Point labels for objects
## start

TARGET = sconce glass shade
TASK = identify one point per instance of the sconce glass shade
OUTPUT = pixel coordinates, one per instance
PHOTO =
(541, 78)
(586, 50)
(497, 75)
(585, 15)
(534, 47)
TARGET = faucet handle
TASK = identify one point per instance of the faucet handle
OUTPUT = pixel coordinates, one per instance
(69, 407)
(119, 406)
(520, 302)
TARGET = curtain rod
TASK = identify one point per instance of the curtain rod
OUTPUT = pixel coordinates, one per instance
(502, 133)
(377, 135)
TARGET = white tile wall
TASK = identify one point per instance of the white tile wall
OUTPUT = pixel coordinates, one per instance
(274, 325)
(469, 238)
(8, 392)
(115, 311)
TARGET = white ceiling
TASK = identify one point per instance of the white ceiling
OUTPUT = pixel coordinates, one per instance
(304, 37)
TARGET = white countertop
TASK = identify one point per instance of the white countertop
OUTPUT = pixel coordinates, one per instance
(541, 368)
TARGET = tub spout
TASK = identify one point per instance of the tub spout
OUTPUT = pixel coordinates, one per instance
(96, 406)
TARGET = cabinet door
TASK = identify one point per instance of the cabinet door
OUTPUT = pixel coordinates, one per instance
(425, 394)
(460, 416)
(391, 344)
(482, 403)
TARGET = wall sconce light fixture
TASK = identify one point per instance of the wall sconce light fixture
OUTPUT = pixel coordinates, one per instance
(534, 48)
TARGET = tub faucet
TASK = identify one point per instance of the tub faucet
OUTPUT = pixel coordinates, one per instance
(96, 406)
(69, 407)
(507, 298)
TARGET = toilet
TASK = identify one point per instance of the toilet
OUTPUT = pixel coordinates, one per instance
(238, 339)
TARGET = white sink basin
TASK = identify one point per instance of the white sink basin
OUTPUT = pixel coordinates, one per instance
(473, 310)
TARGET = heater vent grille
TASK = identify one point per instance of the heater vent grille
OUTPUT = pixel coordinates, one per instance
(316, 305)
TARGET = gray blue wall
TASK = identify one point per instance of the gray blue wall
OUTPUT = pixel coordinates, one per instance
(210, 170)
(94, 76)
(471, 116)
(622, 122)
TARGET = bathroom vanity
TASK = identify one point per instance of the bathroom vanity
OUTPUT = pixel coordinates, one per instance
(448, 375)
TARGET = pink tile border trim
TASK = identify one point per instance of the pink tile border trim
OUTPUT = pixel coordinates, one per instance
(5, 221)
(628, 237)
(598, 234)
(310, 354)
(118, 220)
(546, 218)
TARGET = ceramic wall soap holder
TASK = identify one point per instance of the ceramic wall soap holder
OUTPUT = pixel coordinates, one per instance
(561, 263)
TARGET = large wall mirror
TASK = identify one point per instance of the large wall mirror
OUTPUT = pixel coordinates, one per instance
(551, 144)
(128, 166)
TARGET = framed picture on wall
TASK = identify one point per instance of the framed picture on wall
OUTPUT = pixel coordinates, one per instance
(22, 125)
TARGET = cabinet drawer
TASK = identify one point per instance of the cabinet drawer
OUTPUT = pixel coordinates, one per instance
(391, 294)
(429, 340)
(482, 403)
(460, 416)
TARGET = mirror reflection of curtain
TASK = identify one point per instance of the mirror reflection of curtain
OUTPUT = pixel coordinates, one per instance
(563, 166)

## end

▸ **Requirement**:
Begin at the line that contains "TARGET = large wall mirror" and go through the end of the lines. Repeat each of these lines, requests included, with every coordinate in the answers multiplied by 0.6 and rounded to a whole number, halves rounding up.

▸ **Full solution**:
TARGET = large wall mirror
TASK = identify one point per instance of the large wall mirror
OUTPUT = pixel coordinates, one per instance
(331, 86)
(77, 100)
TARGET = framed picture on wall
TASK = identify one point per instance of the framed picture on wall
OUTPUT = pixel coordinates, one per instance
(13, 75)
TARGET = cabinet drawer
TASK = identify one point per instance of the cabinet drawer
OUTPUT = pixel coordinates, one per instance
(235, 176)
(257, 204)
(289, 242)
(276, 250)
TARGET = mirror reflection of curtain
TASK = identify one point per instance of the mirror reflection of curtain
OUTPUT = pixel coordinates, one per instance
(338, 100)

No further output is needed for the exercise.